Exercise description: Return the listing below in full, with every line exactly as it is.

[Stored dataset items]
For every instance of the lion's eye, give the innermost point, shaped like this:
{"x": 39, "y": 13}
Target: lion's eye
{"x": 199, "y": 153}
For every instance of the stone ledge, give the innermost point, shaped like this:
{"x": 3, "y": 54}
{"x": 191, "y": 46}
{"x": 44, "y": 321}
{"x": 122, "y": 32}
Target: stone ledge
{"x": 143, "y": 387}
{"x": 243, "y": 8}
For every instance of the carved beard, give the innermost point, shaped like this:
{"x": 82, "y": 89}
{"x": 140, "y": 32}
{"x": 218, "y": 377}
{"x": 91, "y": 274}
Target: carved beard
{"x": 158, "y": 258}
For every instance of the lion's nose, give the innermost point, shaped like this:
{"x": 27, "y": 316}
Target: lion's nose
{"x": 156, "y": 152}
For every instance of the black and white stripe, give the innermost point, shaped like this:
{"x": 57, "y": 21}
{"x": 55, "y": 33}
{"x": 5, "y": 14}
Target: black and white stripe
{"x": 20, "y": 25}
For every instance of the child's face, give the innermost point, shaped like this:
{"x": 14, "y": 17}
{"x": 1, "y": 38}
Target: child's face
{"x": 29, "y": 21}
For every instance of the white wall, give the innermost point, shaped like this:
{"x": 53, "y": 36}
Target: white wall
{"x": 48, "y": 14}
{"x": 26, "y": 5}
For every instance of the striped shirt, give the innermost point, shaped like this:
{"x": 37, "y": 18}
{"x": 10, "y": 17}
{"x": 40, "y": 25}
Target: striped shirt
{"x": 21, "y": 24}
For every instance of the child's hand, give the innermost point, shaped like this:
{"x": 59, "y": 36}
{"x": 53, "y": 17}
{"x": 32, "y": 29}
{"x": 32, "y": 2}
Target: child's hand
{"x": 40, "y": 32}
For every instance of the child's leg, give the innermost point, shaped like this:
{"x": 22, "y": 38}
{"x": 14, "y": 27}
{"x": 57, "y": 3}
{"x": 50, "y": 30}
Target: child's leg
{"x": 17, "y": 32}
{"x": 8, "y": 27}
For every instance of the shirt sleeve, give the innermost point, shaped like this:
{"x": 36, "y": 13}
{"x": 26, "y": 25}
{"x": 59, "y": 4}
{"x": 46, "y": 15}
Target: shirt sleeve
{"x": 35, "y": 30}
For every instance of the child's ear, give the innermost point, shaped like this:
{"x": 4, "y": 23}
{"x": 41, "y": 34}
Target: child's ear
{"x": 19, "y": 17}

Output for this exercise:
For every instance of the lion's eye, give the innermost point, shaped like this:
{"x": 39, "y": 13}
Target: lion's eye
{"x": 199, "y": 153}
For every instance of the stone ledge, give the innermost point, shaped like this:
{"x": 3, "y": 54}
{"x": 191, "y": 46}
{"x": 44, "y": 321}
{"x": 122, "y": 32}
Target: stone ledge
{"x": 143, "y": 387}
{"x": 243, "y": 8}
For every instance of the carved beard, give the innermost point, shaped like this:
{"x": 82, "y": 89}
{"x": 140, "y": 32}
{"x": 218, "y": 377}
{"x": 91, "y": 274}
Target: carved beard
{"x": 158, "y": 258}
For every instance of the lion's nose, give the innermost point, shaped like this:
{"x": 27, "y": 316}
Target: lion's nose
{"x": 156, "y": 152}
For every instance of the black and white stripe, give the innermost point, shaped like this:
{"x": 57, "y": 21}
{"x": 55, "y": 33}
{"x": 5, "y": 14}
Target: black and white stripe
{"x": 20, "y": 25}
For every instance of the child's face, give the innermost point, shaped like this:
{"x": 14, "y": 17}
{"x": 1, "y": 38}
Target: child's face
{"x": 29, "y": 21}
For every instance of the white wall, give the innermost point, shaped like this:
{"x": 53, "y": 36}
Target: white wall
{"x": 48, "y": 14}
{"x": 26, "y": 5}
For every instance of the striped shirt, give the innermost point, shaped like this:
{"x": 37, "y": 18}
{"x": 10, "y": 17}
{"x": 40, "y": 25}
Target: striped shirt
{"x": 21, "y": 24}
For every instance of the child's hand, give the innermost point, shaped like this:
{"x": 59, "y": 36}
{"x": 53, "y": 17}
{"x": 32, "y": 29}
{"x": 32, "y": 2}
Target: child's hand
{"x": 40, "y": 32}
For every instance of the child's leg, give the innermost point, shaped like this:
{"x": 22, "y": 38}
{"x": 14, "y": 27}
{"x": 57, "y": 3}
{"x": 50, "y": 30}
Target: child's leg
{"x": 17, "y": 32}
{"x": 8, "y": 27}
For every instance of the shirt sleeve, give the innermost point, shaped like this:
{"x": 36, "y": 13}
{"x": 26, "y": 25}
{"x": 59, "y": 4}
{"x": 46, "y": 15}
Target: shirt sleeve
{"x": 35, "y": 30}
For every instance of the child's ear, give the innermost point, shaped like this:
{"x": 4, "y": 23}
{"x": 41, "y": 34}
Target: child's ear
{"x": 19, "y": 17}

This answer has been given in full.